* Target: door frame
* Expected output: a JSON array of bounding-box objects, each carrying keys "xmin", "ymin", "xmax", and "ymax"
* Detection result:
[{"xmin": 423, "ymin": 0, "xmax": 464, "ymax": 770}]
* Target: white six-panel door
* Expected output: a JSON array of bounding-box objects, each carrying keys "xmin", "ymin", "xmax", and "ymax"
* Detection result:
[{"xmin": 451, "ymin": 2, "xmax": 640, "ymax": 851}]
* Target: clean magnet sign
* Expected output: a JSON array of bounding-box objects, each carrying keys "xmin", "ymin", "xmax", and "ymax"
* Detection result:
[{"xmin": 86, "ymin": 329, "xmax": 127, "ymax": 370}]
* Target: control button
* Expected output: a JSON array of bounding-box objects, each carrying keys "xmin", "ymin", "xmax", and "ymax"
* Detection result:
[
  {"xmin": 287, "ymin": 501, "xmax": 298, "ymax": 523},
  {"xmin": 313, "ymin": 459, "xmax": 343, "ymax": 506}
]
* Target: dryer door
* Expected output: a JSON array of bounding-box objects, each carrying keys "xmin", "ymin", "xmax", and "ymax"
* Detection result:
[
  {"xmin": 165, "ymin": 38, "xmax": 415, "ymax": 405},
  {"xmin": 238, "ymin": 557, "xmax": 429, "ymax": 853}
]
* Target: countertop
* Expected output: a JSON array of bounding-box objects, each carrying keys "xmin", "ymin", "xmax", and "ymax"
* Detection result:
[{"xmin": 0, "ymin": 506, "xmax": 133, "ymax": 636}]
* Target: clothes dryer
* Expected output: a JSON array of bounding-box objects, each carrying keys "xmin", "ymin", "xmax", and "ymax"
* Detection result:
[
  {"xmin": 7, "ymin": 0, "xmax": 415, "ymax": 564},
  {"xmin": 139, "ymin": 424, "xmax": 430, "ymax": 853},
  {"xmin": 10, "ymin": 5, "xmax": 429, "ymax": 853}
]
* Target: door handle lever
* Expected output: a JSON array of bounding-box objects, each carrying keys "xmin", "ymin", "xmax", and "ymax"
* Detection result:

#### [STATED EXERCISE]
Output every line of the items above as a numbered list, skipping any blank lines.

#### [FINAL RESULT]
1. * Target: door frame
2. * Expected output: a JSON array of bounding-box objects, each carrying keys "xmin", "ymin", "xmax", and "ymax"
3. * Detection result:
4. [{"xmin": 423, "ymin": 0, "xmax": 464, "ymax": 770}]
5. * Target: white six-panel door
6. * Expected output: a JSON array of bounding-box objects, each carrying keys "xmin", "ymin", "xmax", and "ymax"
7. * Detection result:
8. [{"xmin": 451, "ymin": 2, "xmax": 640, "ymax": 851}]
9. * Target: clean magnet sign
10. * Expected output: a JSON array of bounding-box objects, each carrying keys "xmin", "ymin", "xmax", and "ymax"
11. * Detection result:
12. [{"xmin": 86, "ymin": 329, "xmax": 127, "ymax": 370}]
13. * Target: control button
14. * Expected output: a JSON array of bounding-box objects, each carrying keys "xmin", "ymin", "xmax", and "ymax"
15. * Detection result:
16. [
17.   {"xmin": 287, "ymin": 501, "xmax": 298, "ymax": 523},
18.   {"xmin": 313, "ymin": 459, "xmax": 343, "ymax": 506}
19. ]
20. * Target: dryer door
21. * Expected output: a JSON array of bounding-box objects, each carrying keys "xmin", "ymin", "xmax", and "ymax"
22. * Detection result:
23. [
24.   {"xmin": 165, "ymin": 38, "xmax": 415, "ymax": 405},
25.   {"xmin": 238, "ymin": 557, "xmax": 429, "ymax": 853}
26. ]
27. * Target: countertop
28. * Expected output: a JSON array of bounding-box objects, each carrying keys "xmin", "ymin", "xmax", and "ymax"
29. * Detection result:
30. [{"xmin": 0, "ymin": 506, "xmax": 133, "ymax": 636}]
31. * Target: clothes dryer
32. * Expected output: a JSON array of bounding-box objects, each carrying keys "xmin", "ymin", "xmax", and "ymax"
33. * Detection result:
34. [
35.   {"xmin": 7, "ymin": 0, "xmax": 415, "ymax": 564},
36.   {"xmin": 139, "ymin": 424, "xmax": 430, "ymax": 853},
37.   {"xmin": 10, "ymin": 5, "xmax": 429, "ymax": 853}
38. ]
39. * Target: door handle lever
40. * Expected output: a JSON array of bounding-box objects, each carrying keys "xmin", "ymin", "xmax", and "ymax"
41. * Detection result:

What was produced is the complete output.